(Pointing lines)
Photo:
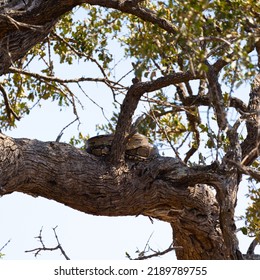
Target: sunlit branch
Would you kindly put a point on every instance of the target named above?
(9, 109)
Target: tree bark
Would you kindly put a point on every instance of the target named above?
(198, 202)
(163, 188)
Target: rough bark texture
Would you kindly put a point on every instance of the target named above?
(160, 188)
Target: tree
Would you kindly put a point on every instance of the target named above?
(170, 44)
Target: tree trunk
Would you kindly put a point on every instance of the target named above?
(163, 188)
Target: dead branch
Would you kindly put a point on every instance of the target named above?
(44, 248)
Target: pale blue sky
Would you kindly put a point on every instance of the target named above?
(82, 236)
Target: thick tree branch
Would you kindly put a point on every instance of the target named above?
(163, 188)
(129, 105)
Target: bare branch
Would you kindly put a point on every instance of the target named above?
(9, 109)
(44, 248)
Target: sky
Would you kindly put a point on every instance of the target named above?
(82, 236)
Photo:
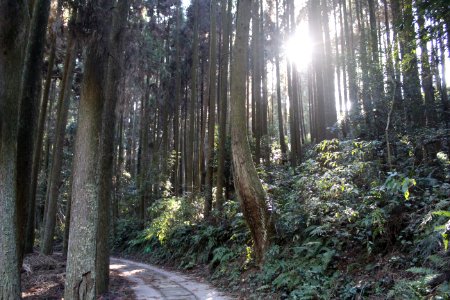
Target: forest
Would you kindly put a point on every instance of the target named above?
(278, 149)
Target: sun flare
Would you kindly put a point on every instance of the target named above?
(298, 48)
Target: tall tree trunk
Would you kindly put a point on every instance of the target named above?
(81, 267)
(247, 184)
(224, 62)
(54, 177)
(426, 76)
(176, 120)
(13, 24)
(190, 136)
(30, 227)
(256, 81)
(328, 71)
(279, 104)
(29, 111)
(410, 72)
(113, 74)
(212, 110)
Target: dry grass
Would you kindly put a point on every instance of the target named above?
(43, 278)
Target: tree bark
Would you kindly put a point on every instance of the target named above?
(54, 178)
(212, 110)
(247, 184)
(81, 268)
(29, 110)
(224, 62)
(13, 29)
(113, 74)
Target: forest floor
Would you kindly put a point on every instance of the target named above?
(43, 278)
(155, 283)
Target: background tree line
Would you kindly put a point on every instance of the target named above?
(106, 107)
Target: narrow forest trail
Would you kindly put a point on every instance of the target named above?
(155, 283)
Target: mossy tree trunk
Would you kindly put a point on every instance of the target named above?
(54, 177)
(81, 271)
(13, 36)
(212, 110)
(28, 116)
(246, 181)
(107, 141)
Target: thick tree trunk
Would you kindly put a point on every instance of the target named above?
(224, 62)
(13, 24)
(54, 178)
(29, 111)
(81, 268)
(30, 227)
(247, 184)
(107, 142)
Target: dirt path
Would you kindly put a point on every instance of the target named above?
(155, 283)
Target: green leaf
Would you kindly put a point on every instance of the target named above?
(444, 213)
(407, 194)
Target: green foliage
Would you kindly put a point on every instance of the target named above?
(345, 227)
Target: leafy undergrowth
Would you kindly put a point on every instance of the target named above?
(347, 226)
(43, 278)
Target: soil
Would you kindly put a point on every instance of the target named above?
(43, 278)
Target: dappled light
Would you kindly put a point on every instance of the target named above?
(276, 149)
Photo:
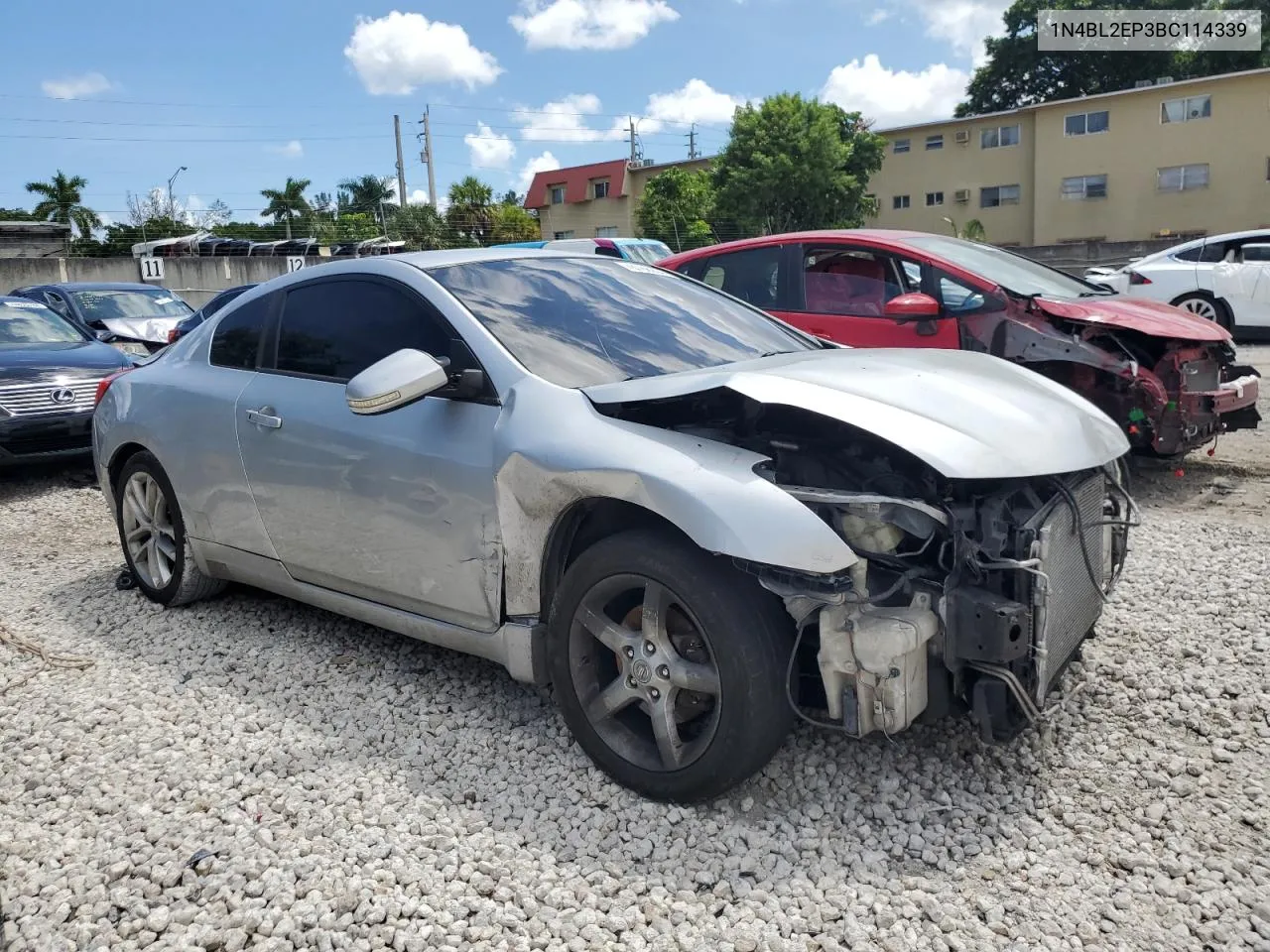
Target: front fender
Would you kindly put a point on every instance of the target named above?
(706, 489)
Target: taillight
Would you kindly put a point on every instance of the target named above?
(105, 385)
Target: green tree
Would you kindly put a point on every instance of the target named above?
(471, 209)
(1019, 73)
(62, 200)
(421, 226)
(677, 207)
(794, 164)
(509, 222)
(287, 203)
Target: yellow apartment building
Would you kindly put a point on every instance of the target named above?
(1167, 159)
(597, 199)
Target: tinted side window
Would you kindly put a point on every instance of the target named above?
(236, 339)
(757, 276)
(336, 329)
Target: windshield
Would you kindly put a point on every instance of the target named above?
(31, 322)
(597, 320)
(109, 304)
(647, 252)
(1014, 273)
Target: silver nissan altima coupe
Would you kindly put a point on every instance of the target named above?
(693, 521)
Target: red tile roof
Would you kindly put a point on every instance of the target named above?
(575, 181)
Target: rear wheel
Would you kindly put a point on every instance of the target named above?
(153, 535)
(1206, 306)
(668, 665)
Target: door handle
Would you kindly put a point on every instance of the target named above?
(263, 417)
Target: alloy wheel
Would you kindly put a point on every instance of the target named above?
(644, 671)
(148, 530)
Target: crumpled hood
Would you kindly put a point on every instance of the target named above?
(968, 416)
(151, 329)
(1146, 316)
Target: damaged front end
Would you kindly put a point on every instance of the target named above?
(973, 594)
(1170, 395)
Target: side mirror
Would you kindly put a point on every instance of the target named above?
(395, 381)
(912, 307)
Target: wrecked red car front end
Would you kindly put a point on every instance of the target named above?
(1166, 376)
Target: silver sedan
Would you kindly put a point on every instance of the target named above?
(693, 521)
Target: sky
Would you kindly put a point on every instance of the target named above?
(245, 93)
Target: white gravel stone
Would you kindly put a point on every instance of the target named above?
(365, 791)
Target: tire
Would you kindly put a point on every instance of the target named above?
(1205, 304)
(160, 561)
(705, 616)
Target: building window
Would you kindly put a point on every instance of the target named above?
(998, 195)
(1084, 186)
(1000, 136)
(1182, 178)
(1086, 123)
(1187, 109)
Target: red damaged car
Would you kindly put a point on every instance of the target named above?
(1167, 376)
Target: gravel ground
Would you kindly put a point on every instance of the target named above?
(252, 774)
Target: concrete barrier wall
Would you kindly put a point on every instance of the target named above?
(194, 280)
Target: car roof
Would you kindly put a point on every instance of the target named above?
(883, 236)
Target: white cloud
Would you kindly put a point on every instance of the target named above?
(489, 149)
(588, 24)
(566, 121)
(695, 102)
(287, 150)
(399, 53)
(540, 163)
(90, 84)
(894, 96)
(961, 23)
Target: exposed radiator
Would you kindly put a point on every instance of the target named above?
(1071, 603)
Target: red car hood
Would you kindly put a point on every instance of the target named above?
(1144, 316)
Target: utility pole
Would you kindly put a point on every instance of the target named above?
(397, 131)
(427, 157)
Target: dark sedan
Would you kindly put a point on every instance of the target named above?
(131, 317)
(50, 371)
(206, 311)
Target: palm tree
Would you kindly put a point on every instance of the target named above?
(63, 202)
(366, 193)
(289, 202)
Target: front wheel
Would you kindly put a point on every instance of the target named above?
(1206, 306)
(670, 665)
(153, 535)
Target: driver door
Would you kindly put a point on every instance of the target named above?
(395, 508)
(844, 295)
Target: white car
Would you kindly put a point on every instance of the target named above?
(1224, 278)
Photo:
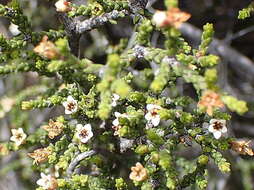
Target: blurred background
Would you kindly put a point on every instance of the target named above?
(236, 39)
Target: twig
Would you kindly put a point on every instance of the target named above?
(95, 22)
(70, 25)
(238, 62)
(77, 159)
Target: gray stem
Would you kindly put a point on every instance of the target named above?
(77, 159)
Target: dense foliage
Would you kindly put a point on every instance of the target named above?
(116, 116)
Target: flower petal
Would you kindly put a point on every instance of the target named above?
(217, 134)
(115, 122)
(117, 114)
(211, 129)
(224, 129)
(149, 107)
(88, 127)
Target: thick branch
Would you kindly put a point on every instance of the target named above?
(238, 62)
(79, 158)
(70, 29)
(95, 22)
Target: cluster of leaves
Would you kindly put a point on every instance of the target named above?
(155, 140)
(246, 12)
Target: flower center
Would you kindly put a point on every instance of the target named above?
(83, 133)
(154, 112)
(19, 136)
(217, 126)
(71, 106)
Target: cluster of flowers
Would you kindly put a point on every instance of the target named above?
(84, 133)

--

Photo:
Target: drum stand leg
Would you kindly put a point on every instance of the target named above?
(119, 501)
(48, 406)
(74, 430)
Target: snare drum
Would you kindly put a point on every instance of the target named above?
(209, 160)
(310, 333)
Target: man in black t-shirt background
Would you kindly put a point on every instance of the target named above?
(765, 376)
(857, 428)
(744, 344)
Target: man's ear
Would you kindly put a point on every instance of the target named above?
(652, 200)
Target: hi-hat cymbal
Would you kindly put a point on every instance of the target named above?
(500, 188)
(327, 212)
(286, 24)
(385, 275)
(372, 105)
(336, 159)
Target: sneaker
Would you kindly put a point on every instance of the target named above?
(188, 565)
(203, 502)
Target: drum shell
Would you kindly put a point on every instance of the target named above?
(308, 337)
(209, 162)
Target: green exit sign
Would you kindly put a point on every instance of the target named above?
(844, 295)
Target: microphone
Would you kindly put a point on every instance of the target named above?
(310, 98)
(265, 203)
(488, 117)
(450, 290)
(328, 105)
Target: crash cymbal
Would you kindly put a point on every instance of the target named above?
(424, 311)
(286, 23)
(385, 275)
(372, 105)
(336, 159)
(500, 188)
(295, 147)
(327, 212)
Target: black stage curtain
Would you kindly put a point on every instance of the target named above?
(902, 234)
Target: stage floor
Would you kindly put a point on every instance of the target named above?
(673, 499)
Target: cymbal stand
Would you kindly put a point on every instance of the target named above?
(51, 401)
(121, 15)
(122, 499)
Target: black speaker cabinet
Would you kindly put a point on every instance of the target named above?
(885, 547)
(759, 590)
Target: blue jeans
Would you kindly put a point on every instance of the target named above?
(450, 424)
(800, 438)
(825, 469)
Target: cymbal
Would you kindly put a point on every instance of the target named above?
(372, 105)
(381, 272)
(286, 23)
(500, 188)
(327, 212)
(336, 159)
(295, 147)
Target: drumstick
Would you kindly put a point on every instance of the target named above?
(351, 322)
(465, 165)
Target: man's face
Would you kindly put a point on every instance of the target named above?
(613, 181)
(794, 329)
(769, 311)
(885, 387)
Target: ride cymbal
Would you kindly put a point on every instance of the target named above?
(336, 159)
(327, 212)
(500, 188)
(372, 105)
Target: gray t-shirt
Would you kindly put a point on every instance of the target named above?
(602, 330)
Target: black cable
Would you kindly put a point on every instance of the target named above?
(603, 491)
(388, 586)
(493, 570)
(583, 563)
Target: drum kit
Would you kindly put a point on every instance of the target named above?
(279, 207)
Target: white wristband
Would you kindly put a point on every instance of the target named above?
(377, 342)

...

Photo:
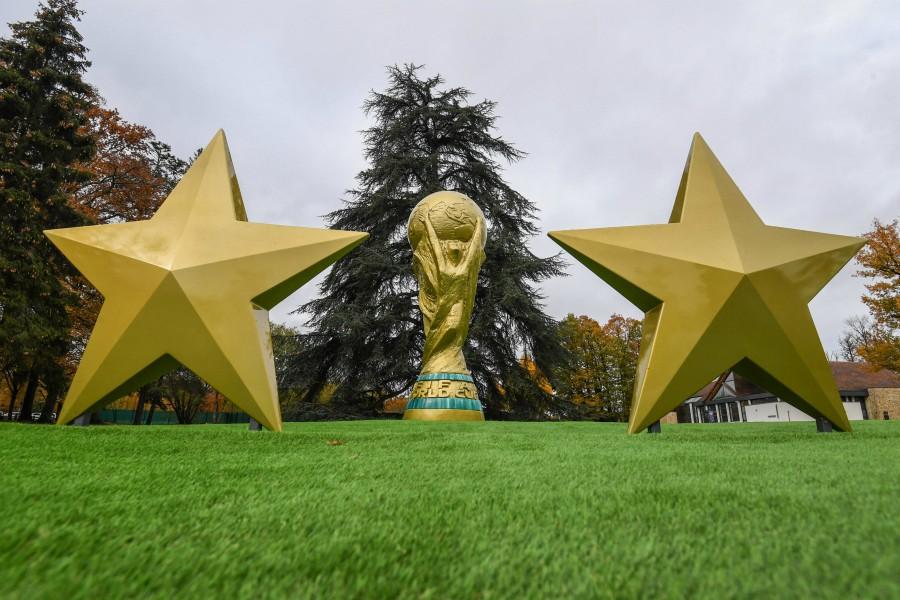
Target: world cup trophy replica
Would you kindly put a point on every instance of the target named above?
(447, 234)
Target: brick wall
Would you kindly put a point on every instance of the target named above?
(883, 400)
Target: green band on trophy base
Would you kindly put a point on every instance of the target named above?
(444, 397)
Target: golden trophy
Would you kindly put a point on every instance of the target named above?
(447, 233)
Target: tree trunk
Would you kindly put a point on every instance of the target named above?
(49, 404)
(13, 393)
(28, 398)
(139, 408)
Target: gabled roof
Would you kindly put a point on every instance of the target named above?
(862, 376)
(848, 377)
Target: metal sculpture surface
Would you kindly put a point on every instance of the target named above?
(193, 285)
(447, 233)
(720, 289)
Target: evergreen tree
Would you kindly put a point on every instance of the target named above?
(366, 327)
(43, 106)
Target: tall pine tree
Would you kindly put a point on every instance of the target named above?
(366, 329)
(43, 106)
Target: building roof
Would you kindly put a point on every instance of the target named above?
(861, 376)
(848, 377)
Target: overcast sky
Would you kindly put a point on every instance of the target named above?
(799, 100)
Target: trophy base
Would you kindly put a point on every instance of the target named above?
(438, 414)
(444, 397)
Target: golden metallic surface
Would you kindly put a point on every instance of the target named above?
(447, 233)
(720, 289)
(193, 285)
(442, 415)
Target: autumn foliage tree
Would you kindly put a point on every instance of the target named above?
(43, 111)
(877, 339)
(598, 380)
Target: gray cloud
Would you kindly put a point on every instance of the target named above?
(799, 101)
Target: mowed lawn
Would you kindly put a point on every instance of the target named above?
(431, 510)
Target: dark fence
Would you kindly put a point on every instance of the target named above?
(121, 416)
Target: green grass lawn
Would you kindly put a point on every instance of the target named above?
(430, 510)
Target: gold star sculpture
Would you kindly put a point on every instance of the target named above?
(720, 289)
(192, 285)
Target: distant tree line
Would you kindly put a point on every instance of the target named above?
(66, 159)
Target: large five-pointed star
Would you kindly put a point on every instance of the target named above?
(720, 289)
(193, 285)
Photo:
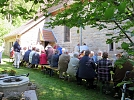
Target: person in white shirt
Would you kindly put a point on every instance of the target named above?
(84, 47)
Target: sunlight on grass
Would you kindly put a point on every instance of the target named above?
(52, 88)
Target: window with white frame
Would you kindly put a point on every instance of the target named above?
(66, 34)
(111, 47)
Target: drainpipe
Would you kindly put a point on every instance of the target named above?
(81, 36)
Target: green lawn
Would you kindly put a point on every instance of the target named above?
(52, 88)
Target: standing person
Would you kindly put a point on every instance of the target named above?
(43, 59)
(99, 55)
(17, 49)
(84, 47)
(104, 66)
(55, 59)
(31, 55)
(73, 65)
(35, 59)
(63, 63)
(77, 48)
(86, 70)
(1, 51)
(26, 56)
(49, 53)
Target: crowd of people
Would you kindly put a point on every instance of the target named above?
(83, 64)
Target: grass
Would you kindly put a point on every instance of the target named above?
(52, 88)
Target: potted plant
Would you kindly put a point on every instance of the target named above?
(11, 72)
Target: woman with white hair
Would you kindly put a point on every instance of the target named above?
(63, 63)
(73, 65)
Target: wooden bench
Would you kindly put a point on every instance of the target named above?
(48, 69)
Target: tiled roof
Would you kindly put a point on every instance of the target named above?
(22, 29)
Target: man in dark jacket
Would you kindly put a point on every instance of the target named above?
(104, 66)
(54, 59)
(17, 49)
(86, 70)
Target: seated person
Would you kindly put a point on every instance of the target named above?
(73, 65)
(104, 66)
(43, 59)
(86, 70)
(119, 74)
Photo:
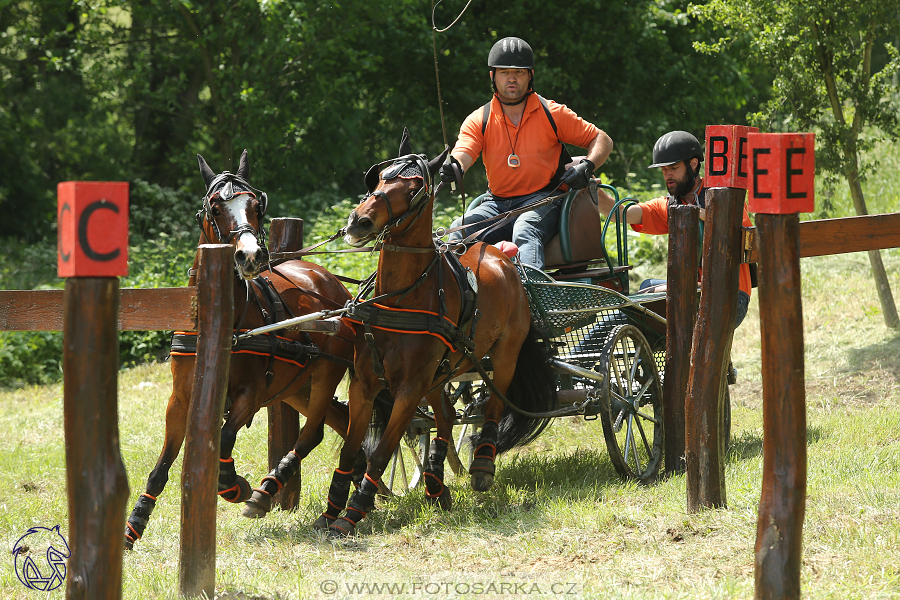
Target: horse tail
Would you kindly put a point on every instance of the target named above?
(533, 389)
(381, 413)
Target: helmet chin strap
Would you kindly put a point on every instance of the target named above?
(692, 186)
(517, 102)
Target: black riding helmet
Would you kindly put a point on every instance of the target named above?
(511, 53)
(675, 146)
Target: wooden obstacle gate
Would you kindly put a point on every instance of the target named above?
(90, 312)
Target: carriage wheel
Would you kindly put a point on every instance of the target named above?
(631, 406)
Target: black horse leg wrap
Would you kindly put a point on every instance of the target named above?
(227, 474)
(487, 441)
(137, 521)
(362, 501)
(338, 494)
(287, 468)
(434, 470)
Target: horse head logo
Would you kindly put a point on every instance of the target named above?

§ **WHAT THIS TASK INVOLVES**: Count the lines above that contain the string "front", treating uppercase and lowercase as different. Reply with the number alone.

§ **THE COMPLETED TASK**: 4